**** MATERIAL

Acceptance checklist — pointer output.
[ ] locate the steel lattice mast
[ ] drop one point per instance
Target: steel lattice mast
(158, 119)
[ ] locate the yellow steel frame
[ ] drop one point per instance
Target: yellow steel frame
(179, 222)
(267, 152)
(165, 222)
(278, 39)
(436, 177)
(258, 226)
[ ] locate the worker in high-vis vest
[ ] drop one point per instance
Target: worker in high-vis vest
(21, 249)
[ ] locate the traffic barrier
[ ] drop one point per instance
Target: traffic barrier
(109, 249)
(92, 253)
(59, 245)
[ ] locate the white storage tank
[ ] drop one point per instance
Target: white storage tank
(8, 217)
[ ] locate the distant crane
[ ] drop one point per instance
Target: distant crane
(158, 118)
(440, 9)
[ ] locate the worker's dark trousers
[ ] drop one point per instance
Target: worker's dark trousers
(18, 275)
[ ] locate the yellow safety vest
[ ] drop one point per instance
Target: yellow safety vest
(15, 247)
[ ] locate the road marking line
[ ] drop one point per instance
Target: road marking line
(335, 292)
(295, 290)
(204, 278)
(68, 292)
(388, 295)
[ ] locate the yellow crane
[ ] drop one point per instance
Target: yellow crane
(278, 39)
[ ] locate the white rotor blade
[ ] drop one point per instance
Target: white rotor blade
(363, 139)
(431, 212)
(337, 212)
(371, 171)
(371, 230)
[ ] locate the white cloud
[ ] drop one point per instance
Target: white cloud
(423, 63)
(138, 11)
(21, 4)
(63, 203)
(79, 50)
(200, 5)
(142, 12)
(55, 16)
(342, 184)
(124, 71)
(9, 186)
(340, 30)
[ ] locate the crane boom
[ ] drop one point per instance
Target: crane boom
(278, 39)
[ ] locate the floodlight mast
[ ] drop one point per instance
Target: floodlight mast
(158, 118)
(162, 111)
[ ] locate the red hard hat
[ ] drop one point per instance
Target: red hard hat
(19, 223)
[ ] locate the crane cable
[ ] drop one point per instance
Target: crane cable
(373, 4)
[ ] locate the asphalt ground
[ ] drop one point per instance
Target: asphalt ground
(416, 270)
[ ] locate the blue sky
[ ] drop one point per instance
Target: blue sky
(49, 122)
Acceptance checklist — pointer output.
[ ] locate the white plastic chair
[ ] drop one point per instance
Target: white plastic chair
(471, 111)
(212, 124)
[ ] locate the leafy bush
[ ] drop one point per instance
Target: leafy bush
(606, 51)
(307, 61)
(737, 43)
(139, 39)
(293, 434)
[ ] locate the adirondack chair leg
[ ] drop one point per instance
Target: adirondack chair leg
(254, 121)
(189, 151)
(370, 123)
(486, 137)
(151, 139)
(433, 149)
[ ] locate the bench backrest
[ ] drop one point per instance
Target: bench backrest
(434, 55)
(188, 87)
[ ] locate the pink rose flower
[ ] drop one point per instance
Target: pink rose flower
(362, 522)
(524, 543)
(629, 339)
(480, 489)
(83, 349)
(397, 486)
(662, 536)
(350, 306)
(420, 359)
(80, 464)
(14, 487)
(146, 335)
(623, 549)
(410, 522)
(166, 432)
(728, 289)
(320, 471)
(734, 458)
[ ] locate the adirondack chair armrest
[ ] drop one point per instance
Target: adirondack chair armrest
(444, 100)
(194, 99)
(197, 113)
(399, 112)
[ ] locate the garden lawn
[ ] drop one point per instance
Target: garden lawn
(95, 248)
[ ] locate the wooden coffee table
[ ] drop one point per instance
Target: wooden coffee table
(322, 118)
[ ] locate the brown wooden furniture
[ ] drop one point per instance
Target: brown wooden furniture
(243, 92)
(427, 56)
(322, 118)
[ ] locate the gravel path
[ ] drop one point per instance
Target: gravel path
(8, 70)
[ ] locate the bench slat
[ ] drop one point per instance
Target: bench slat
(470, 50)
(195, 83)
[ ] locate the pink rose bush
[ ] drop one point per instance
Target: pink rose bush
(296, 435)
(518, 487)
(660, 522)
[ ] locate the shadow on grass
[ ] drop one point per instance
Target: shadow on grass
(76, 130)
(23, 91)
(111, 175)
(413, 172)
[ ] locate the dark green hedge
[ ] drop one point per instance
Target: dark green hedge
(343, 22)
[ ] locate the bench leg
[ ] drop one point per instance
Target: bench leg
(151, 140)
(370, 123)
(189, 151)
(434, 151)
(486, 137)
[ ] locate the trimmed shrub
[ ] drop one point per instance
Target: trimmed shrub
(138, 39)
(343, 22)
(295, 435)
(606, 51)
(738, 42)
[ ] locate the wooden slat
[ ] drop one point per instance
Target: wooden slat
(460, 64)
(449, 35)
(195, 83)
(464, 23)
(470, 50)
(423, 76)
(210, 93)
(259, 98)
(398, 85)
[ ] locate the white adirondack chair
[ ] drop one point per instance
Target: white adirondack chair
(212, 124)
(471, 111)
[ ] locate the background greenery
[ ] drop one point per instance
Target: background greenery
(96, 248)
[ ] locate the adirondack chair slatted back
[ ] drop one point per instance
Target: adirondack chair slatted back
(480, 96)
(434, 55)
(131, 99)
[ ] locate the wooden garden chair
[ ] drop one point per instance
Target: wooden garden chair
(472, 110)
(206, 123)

********

_WRITTEN TASK:_
Starting with the line that contains "[ ] locate the pink rose bush" and going on through the end of the material, write out every line again, requests included, with each point coordinate moved by -81.

_SOLUTION FOR THIS PROBLEM:_
[ ] locate the pink rose bush
[ ] drop one point per instance
Target: pink rose bush
(215, 354)
(437, 406)
(579, 441)
[ ] locate the shadow on grass
[ ] drop one point per instance
Target: shadow on grass
(-5, 49)
(-58, 10)
(30, 94)
(332, 91)
[ ] locate the dark green hedge
[ ] drop one point per instance
Target: dark green hedge
(262, -59)
[ ] locate the bench leg
[ ] drop one point per instance
Target: bench leg
(70, 59)
(289, 42)
(108, 70)
(353, 70)
(405, 56)
[ ] locate the trimmed shrub
[ ] drop one point per instance
Target: trimmed shrub
(57, -42)
(262, -59)
(214, 354)
(525, -30)
(657, -39)
[ ] locate the wooden slat
[ ] drop one point per instance
Target: wooden slat
(379, -17)
(368, -46)
(114, 2)
(383, -58)
(389, -31)
(342, -5)
(129, 12)
(178, 17)
(317, 4)
[ ] locate the white adirondack chair
[ ] drop one point per instance
Target: white adirondack chair
(131, 43)
(390, 30)
[ ] locate the background greenery
[ ] drop one point per instance
Target: background greenery
(15, 167)
[ ] locate the adirondack chair slatted back
[ ] drop one point per instance
Target: adirondack chair slatted back
(399, 15)
(353, -26)
(50, 18)
[ ] locate the wooden garden chair
[ ] drop one point per instance
Target: wooden garden chair
(391, 29)
(125, 42)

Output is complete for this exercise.